§ **Excerpt to read**
• • • • • • •
Set forth below is the text of a comment that I recently posted to the discussion thread for another blog entry at this site:
Yep. Market timers are selling there stock and just look at how everything has been consolidated at the top. Not surprising and it is not just stock. Take a look at real estate holdings and how that has changed over the years. You can decide if you want to follow those that have been successful or you can go with the 90% that struggle.
The people who you are calling “market timers” are just Buy-and-Holders who have lost confidence in their strategy. Buy-and-Hold is a confidence game. Excessive confidence causes prices to go to crazy high levels and excessive pessimism causes prices to go to crazy low levels.
The idea behind Valuation-Informed Indexing is to take the emotion out of the stock investing project. Those times of low prices are horror stories. We should all want to bring an end to them. To do that, we need to focus on what causes them. It’s high prices that cause the insane price drops. All that we need to do to stop the horrible losses is to stop the insane highs. That’s done with valuation-based market timing. Valuation-based market timing is the key to long-term investing success.
Irrational exuberance is a snare and a delusion, Anonymous. It is not real. It hurt us. We should all work together to to keep it from getting out of control. We should all work to keep the CAPE level at a reasonable levels.
• • • • • • •
§ **Raw data**
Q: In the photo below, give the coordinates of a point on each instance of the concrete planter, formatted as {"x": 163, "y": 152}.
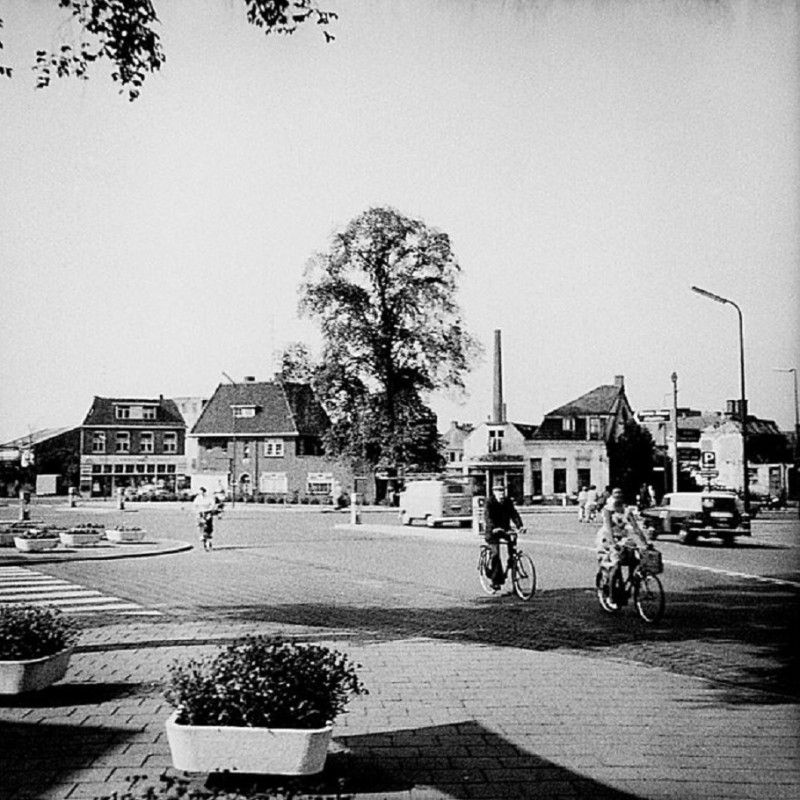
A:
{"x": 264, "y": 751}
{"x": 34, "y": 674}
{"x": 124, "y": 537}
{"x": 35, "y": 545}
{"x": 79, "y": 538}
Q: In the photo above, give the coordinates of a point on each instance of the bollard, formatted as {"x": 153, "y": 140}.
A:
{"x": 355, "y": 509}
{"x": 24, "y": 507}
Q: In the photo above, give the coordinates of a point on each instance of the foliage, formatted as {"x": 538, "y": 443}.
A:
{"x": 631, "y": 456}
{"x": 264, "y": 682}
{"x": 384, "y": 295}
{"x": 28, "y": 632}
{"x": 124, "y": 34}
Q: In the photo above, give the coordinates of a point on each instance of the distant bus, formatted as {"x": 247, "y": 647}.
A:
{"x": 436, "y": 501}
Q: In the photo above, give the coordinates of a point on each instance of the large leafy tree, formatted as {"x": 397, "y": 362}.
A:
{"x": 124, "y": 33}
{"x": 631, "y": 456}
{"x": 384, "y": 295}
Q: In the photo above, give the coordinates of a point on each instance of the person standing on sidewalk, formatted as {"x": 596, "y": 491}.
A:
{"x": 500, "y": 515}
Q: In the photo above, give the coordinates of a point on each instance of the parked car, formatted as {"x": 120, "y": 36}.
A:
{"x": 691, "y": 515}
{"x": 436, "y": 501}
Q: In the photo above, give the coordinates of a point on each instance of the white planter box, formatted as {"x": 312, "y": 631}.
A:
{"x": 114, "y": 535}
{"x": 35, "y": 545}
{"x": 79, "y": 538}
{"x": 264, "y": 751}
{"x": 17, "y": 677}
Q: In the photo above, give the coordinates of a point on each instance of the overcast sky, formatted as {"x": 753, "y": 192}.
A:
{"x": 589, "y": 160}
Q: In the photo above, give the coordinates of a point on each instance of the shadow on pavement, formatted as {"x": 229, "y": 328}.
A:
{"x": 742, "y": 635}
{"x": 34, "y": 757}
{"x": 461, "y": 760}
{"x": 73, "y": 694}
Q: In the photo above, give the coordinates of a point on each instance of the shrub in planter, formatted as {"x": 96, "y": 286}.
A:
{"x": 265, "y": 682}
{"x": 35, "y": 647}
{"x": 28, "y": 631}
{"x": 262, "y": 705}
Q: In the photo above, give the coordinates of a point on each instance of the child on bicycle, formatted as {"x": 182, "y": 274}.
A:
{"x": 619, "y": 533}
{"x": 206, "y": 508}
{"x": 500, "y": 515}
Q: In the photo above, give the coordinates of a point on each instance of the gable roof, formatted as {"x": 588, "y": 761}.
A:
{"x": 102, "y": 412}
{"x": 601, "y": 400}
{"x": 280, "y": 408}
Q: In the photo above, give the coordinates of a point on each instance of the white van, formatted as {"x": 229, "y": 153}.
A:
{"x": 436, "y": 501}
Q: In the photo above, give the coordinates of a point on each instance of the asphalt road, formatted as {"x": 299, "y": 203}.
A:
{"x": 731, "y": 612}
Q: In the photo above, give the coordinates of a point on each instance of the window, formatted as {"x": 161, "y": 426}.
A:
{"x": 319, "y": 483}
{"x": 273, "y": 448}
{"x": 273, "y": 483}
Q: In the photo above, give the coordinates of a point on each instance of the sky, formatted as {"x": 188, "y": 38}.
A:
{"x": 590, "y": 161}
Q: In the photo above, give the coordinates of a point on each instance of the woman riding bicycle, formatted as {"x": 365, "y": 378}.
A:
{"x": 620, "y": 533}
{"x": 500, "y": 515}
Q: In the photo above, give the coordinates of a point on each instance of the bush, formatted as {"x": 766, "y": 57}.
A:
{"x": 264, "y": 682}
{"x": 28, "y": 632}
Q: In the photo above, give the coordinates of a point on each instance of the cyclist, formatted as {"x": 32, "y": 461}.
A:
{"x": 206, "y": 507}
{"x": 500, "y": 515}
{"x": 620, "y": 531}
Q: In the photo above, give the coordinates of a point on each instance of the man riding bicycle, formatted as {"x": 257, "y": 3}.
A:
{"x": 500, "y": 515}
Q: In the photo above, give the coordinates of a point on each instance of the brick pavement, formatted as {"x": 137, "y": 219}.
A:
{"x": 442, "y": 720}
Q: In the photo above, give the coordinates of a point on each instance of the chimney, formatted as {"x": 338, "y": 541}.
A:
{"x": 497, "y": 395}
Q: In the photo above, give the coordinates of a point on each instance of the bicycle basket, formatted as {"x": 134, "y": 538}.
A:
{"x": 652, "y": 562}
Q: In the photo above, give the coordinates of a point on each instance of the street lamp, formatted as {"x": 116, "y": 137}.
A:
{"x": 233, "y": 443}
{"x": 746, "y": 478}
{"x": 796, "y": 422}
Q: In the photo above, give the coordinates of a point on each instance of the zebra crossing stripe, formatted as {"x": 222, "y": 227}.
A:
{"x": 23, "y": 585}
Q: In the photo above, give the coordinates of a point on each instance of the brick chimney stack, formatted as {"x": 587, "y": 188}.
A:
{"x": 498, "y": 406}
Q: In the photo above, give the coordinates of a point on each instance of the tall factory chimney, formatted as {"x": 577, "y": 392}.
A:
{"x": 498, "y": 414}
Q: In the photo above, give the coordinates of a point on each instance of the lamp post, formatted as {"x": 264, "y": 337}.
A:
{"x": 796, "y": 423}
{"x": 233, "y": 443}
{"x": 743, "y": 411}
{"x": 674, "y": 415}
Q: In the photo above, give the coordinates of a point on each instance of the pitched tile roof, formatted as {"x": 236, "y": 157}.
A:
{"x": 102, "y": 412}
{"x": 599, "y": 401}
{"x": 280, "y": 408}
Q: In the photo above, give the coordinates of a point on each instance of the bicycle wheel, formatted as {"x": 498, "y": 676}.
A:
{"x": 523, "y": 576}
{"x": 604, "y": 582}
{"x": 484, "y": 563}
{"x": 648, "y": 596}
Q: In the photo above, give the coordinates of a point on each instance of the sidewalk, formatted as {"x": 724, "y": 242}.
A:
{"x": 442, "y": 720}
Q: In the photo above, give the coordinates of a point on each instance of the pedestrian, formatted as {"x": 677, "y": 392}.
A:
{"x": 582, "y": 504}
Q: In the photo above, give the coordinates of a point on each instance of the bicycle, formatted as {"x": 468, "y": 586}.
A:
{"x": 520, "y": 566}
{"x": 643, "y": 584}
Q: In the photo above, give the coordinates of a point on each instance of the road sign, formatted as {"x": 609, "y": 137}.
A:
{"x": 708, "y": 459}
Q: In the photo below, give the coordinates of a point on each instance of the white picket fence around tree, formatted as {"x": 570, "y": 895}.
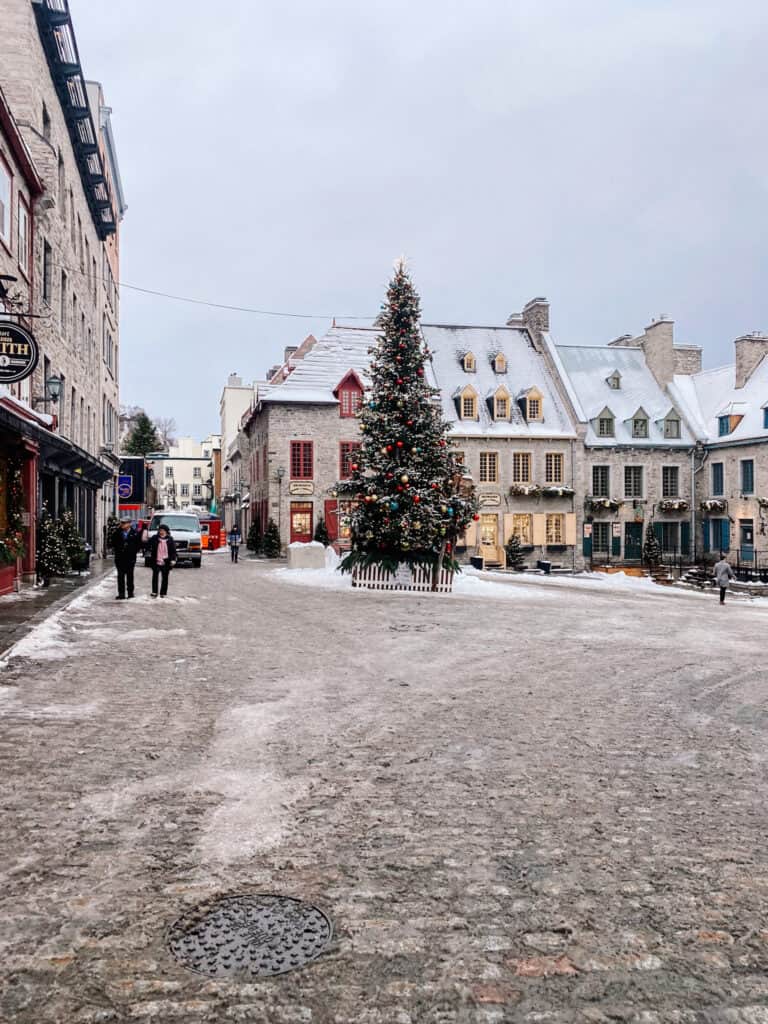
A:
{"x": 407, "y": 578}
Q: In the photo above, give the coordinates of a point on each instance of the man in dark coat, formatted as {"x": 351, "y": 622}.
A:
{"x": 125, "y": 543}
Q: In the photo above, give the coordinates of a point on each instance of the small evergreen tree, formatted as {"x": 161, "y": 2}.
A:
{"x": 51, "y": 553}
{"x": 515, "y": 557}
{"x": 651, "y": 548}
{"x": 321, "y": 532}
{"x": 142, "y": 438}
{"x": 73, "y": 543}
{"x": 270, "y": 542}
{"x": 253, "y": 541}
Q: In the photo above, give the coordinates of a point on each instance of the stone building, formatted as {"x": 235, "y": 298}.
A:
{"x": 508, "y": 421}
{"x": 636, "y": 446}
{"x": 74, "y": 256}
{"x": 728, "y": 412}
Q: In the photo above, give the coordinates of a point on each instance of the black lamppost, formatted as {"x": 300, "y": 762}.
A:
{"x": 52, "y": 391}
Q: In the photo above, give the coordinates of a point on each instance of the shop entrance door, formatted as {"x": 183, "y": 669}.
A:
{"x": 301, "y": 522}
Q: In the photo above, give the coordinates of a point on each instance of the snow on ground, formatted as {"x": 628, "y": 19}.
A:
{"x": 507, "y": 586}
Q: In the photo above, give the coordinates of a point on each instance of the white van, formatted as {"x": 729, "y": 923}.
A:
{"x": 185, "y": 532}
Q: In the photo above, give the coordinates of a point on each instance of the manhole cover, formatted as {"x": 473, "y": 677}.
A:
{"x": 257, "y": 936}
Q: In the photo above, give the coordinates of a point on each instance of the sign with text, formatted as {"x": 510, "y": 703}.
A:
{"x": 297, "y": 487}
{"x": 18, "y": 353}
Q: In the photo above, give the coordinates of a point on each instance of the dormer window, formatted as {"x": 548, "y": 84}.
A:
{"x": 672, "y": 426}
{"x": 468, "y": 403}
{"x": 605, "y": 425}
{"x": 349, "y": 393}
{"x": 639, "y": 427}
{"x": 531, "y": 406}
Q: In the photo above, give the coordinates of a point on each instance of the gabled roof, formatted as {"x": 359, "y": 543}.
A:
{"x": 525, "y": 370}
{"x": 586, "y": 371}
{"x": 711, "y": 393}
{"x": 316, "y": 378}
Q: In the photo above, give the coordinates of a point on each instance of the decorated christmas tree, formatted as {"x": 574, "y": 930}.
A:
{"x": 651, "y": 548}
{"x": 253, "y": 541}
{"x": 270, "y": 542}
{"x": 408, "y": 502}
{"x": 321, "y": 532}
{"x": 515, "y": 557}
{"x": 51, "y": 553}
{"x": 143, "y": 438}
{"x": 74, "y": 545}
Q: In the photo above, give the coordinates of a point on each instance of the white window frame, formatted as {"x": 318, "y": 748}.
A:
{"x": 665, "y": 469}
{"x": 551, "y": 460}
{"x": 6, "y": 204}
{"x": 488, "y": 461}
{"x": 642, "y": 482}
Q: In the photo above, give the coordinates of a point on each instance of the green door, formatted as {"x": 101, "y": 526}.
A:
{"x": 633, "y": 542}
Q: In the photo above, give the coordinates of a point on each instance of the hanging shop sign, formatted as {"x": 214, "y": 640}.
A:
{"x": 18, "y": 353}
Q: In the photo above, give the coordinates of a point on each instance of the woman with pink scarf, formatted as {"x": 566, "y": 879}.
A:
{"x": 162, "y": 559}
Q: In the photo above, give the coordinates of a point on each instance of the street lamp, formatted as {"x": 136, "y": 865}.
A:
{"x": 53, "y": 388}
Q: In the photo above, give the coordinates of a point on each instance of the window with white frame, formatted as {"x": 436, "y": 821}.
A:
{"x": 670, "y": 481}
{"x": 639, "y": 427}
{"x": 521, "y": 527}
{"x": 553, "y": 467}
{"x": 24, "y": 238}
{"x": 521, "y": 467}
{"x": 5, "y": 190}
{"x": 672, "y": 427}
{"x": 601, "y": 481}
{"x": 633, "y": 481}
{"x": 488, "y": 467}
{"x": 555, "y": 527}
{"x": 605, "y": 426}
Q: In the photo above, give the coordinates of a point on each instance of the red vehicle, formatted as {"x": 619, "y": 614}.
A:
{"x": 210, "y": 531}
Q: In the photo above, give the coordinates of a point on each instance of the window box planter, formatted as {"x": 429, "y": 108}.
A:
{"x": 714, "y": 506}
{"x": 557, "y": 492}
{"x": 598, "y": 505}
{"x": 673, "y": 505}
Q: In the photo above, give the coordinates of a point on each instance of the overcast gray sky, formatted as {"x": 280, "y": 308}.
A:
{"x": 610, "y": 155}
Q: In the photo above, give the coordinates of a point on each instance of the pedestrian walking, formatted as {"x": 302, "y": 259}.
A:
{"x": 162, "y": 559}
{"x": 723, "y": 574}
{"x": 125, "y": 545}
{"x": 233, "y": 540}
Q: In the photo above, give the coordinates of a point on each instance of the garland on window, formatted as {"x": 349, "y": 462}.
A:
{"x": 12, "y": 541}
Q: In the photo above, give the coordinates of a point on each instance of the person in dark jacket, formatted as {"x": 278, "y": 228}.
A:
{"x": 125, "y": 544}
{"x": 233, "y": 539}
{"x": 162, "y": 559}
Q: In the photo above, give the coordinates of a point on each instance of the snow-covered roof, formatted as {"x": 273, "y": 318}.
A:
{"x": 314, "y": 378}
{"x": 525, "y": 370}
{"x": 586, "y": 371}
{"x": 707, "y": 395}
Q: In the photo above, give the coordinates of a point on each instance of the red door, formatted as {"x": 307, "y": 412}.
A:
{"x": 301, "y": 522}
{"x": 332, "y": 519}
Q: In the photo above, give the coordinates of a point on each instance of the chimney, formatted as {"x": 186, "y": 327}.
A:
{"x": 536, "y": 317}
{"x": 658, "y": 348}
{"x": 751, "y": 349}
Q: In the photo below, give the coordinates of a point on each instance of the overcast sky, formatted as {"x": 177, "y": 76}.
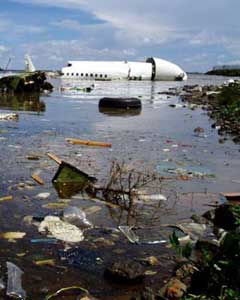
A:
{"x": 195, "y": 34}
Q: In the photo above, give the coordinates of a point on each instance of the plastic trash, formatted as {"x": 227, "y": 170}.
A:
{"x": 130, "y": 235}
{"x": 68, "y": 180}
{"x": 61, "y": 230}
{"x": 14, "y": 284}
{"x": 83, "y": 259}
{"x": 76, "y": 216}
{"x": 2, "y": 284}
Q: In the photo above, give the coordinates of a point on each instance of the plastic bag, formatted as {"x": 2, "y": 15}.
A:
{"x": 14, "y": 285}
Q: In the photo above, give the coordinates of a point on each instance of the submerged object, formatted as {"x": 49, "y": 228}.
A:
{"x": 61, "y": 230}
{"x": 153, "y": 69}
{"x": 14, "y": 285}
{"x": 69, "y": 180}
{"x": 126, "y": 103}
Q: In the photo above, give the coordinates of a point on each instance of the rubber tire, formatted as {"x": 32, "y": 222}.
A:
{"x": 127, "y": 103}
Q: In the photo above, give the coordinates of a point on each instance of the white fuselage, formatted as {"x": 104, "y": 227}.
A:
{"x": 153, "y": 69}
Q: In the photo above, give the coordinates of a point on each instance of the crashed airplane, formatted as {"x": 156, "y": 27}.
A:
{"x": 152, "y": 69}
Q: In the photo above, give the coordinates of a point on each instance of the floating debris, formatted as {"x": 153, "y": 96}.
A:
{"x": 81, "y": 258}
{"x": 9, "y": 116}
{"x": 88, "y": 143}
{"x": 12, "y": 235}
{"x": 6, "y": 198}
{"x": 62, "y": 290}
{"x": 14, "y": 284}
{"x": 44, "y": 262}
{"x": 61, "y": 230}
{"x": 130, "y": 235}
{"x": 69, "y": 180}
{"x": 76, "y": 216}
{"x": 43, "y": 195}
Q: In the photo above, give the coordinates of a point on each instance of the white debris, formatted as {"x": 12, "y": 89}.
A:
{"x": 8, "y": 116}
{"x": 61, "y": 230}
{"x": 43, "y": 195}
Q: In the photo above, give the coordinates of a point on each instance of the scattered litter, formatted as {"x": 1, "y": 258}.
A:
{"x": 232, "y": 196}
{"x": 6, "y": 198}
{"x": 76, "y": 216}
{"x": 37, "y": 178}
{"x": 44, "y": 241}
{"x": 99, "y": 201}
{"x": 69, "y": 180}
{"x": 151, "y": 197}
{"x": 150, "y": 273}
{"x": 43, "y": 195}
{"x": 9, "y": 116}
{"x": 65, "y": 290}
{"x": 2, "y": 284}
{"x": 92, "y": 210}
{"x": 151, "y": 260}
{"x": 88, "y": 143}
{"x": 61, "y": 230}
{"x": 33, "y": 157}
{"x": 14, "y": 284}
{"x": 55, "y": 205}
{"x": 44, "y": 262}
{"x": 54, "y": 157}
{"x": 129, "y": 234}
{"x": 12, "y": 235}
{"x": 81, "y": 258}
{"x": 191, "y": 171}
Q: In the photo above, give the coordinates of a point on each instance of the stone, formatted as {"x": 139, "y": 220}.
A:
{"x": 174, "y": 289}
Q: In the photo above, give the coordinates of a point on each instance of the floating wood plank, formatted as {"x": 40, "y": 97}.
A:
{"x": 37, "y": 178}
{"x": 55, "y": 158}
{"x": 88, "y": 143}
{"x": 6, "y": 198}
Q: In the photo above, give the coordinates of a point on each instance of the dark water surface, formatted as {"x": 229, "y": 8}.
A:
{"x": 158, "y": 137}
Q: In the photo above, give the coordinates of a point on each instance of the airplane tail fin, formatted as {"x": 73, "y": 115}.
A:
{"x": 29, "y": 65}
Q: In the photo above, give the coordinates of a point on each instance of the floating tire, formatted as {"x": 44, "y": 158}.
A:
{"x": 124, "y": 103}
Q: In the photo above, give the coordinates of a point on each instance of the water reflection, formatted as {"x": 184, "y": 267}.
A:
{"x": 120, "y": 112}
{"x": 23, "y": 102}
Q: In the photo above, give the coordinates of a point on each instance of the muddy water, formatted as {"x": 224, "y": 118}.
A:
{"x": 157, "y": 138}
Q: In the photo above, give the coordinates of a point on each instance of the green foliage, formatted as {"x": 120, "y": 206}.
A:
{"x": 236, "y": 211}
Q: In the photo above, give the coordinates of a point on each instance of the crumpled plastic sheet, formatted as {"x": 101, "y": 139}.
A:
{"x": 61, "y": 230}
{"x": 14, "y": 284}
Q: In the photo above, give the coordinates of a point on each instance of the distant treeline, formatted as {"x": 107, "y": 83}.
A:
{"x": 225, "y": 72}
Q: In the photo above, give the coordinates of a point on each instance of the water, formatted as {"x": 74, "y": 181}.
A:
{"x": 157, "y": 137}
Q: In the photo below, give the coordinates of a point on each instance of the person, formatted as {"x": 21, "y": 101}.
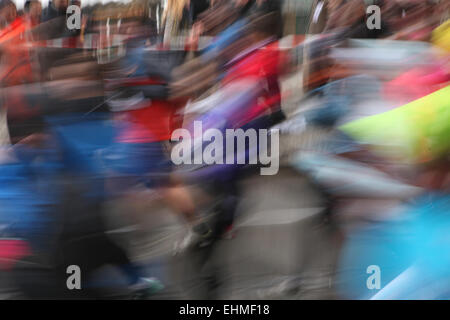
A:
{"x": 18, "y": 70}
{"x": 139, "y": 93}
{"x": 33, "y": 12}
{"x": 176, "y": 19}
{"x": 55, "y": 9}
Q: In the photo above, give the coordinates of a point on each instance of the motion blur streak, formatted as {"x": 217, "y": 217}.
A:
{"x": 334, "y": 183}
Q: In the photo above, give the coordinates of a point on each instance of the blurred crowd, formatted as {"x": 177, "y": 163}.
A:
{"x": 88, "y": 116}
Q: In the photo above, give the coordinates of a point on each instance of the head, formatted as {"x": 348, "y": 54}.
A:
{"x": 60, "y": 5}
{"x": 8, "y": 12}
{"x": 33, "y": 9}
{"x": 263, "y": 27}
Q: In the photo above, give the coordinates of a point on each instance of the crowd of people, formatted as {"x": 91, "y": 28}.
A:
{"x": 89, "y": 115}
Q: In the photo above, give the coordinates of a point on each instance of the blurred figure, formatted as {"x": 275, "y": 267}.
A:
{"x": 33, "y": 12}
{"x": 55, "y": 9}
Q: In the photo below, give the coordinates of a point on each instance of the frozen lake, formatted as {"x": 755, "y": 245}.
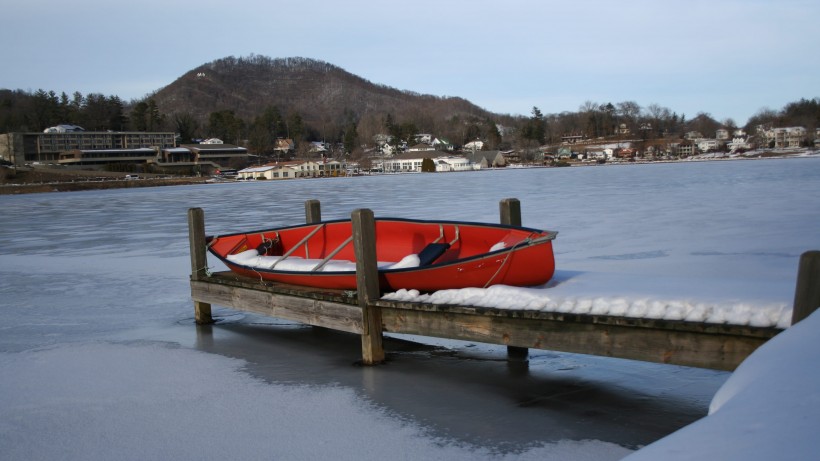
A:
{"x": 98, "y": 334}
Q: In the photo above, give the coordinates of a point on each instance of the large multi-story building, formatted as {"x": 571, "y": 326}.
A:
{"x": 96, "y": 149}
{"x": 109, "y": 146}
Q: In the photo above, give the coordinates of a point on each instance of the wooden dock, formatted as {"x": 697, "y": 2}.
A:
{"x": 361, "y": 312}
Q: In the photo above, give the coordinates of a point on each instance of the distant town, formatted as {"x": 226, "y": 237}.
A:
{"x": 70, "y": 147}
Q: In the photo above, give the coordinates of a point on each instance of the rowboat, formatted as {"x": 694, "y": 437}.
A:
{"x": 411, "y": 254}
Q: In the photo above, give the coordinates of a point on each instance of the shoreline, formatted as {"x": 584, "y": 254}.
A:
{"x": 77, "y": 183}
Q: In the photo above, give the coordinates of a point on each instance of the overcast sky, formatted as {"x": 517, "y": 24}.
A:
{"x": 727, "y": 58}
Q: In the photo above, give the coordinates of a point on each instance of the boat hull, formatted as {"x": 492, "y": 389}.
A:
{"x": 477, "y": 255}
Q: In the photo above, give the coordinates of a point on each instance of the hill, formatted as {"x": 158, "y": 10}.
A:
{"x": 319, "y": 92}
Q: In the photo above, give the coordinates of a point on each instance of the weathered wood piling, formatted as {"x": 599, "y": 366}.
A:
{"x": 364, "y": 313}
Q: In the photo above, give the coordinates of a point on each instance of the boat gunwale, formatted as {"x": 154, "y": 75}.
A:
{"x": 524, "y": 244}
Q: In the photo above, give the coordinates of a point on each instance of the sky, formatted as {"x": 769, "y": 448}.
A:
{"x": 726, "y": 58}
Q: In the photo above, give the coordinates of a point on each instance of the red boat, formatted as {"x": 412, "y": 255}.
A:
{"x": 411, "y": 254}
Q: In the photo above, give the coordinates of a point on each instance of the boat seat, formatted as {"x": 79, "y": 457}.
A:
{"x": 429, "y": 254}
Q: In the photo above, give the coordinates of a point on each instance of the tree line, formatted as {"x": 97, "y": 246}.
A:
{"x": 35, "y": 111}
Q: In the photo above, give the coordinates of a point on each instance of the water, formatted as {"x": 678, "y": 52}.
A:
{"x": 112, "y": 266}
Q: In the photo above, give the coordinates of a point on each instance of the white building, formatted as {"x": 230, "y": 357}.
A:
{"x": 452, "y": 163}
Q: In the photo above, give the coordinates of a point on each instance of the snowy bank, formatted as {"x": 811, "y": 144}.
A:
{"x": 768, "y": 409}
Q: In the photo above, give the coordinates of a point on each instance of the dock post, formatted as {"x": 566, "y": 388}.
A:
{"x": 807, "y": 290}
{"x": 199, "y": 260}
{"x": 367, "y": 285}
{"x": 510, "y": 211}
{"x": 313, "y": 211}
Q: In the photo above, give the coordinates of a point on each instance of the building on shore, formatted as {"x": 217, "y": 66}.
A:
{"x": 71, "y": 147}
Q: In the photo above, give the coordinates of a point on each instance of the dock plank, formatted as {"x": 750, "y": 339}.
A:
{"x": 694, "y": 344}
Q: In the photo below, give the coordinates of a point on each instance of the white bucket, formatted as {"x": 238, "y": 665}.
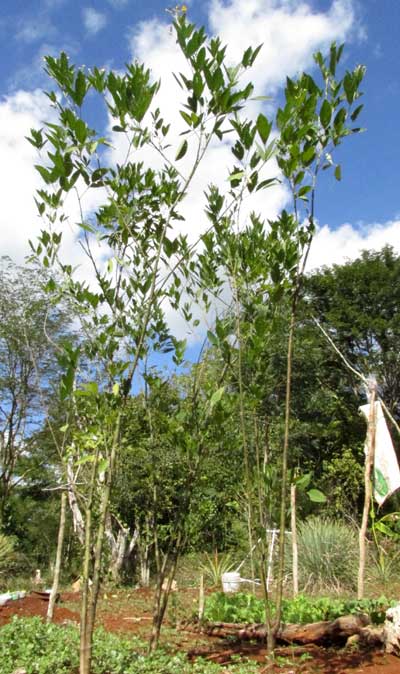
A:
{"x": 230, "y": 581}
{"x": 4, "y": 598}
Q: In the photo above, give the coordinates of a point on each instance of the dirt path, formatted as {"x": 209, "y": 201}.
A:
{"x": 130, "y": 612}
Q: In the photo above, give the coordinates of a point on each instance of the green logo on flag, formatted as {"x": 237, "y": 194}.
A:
• • • • • • •
§ **Tasks and exercises**
(a) Answer these questions about the blog comment on Valuation-Informed Indexing, giving each answer on its own line with the same mark:
(i) According to the writer, what are the people being called "market timers" really?
(ii) What does the writer say causes the insane price drops?
(iii) Which level does the writer say everyone should work to keep at reasonable levels?
(b) Extract the passage of the blog comment from "The idea behind" to "a reasonable levels.", copying it word for word.

§ **Answers in order**
(a)
(i) Buy-and-Holders who have lost confidence in their strategy
(ii) High prices
(iii) The CAPE level

(b)
The idea behind Valuation-Informed Indexing is to take the emotion out of the stock investing project. Those times of low prices are horror stories. We should all want to bring an end to them. To do that, we need to focus on what causes them. It’s high prices that cause the insane price drops. All that we need to do to stop the horrible losses is to stop the insane highs. That’s done with valuation-based market timing. Valuation-based market timing is the key to long-term investing success.
Irrational exuberance is a snare and a delusion, Anonymous. It is not real. It hurt us. We should all work together to to keep it from getting out of control. We should all work to keep the CAPE level at a reasonable levels.